#### TASK BRIEF
Please count the lines in the rows below that contain the string "hair", matching case exactly, and give only the number.

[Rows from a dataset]
· · · · · · ·

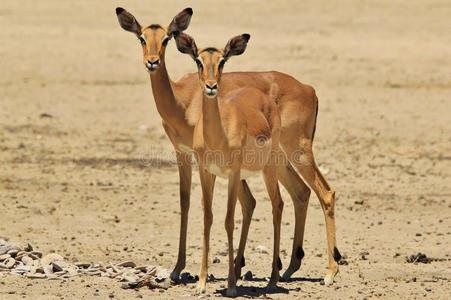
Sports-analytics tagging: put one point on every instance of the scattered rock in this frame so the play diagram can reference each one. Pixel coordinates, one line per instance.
(45, 115)
(49, 258)
(4, 256)
(216, 260)
(36, 276)
(262, 249)
(418, 258)
(248, 276)
(10, 262)
(127, 264)
(28, 261)
(34, 265)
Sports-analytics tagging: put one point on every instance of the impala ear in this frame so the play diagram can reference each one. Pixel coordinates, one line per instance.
(128, 21)
(180, 22)
(186, 44)
(236, 45)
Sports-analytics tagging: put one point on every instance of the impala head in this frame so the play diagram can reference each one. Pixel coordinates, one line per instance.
(210, 61)
(154, 38)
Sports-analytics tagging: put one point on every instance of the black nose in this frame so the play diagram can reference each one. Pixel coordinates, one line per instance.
(212, 87)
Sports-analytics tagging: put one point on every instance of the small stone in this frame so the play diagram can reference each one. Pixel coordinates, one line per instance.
(49, 258)
(262, 249)
(10, 262)
(13, 252)
(37, 253)
(4, 257)
(141, 268)
(248, 276)
(59, 265)
(36, 276)
(48, 269)
(28, 261)
(127, 264)
(28, 248)
(82, 265)
(216, 260)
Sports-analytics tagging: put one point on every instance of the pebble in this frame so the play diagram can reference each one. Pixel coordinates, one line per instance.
(248, 276)
(28, 261)
(48, 269)
(49, 258)
(262, 249)
(34, 264)
(4, 256)
(127, 264)
(10, 262)
(36, 276)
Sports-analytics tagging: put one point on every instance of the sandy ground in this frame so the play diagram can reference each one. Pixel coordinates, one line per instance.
(95, 182)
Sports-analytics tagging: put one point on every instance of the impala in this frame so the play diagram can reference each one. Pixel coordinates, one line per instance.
(243, 127)
(179, 105)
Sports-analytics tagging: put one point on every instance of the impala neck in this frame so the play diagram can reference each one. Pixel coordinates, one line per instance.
(213, 130)
(168, 108)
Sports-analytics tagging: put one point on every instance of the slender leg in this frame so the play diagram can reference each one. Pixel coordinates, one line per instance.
(234, 182)
(272, 185)
(247, 202)
(184, 165)
(302, 158)
(300, 194)
(207, 181)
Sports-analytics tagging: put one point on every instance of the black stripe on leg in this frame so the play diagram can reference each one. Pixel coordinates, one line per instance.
(279, 264)
(337, 255)
(300, 253)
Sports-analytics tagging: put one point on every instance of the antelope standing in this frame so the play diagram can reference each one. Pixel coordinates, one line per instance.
(242, 126)
(179, 105)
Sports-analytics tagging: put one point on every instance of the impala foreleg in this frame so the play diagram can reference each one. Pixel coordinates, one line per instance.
(300, 194)
(247, 202)
(207, 181)
(185, 172)
(302, 158)
(233, 187)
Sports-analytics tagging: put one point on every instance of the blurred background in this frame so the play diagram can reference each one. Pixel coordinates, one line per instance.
(78, 119)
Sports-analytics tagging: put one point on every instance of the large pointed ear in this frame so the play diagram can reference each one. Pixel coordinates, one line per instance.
(180, 22)
(128, 21)
(236, 45)
(186, 44)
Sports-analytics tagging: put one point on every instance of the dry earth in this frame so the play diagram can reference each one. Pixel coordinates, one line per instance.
(86, 169)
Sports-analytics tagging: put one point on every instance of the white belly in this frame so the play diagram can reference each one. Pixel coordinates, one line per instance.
(185, 148)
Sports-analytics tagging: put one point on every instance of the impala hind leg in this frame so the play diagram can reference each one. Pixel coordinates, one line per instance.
(302, 158)
(272, 185)
(247, 202)
(185, 172)
(300, 194)
(207, 181)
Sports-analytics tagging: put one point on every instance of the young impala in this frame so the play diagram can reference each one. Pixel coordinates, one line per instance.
(237, 135)
(179, 105)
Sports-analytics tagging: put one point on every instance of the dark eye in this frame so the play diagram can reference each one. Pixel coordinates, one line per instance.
(165, 41)
(198, 63)
(221, 63)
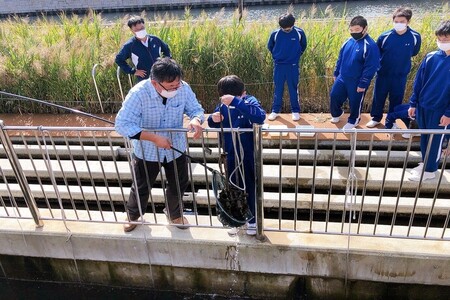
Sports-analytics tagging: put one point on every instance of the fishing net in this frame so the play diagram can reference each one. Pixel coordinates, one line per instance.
(231, 202)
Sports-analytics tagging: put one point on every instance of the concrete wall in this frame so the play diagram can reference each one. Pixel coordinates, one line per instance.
(53, 6)
(207, 260)
(36, 6)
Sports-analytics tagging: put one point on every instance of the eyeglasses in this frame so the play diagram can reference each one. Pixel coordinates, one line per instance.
(180, 84)
(286, 29)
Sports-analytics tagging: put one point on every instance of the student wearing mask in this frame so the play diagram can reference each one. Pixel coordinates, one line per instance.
(159, 103)
(143, 49)
(246, 110)
(286, 45)
(358, 61)
(430, 101)
(397, 47)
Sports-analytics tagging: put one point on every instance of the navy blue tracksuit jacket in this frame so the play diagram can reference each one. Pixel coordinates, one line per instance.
(431, 98)
(396, 52)
(141, 56)
(245, 113)
(286, 49)
(357, 63)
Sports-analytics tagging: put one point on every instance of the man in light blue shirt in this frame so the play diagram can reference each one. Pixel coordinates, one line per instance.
(159, 103)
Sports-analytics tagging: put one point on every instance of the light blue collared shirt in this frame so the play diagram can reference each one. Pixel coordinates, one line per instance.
(143, 109)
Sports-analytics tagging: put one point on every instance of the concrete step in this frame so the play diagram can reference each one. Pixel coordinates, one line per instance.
(65, 152)
(370, 204)
(321, 156)
(288, 156)
(274, 176)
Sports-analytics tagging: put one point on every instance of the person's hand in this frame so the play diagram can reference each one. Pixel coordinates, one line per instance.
(140, 73)
(162, 142)
(445, 121)
(195, 125)
(217, 117)
(446, 151)
(226, 99)
(412, 112)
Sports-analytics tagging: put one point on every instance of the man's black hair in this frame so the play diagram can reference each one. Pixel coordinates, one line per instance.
(133, 21)
(166, 69)
(358, 20)
(443, 29)
(286, 20)
(402, 12)
(230, 85)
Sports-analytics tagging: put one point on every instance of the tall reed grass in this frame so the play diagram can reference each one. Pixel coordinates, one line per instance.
(52, 60)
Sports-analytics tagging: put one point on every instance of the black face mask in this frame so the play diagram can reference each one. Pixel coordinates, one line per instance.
(357, 35)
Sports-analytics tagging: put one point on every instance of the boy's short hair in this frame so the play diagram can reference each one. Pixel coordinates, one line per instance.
(358, 20)
(133, 21)
(286, 20)
(230, 85)
(166, 69)
(402, 12)
(443, 29)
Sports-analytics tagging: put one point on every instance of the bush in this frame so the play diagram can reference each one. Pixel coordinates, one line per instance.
(52, 59)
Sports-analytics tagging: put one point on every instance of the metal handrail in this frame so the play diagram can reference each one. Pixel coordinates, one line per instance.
(87, 167)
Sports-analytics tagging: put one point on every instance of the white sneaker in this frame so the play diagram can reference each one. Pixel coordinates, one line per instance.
(251, 229)
(409, 135)
(295, 116)
(418, 169)
(426, 176)
(336, 119)
(372, 123)
(349, 126)
(233, 231)
(272, 116)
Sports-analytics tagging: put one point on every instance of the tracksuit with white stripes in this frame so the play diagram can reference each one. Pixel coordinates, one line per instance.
(286, 49)
(431, 98)
(356, 65)
(396, 51)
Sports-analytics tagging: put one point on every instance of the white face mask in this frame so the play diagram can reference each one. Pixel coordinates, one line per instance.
(141, 34)
(400, 26)
(168, 94)
(444, 46)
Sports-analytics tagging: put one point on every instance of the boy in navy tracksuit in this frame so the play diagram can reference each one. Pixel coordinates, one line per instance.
(286, 44)
(397, 46)
(357, 63)
(430, 101)
(244, 111)
(143, 49)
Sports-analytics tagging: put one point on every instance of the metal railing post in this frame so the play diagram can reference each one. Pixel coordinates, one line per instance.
(120, 84)
(96, 88)
(259, 210)
(20, 176)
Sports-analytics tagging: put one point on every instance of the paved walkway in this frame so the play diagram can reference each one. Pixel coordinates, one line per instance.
(317, 120)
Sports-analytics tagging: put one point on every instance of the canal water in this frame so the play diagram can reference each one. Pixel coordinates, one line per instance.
(368, 9)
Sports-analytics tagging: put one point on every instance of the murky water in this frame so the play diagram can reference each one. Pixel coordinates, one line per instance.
(368, 9)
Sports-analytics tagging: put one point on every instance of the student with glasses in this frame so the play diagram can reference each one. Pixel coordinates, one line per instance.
(159, 103)
(286, 45)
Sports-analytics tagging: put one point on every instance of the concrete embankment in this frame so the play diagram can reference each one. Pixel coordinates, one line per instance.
(207, 260)
(31, 7)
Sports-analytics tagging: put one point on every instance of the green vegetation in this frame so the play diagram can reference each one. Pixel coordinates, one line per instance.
(52, 60)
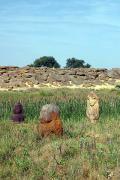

· · · · · · ·

#### RESPONSE TO THE EXERCISE
2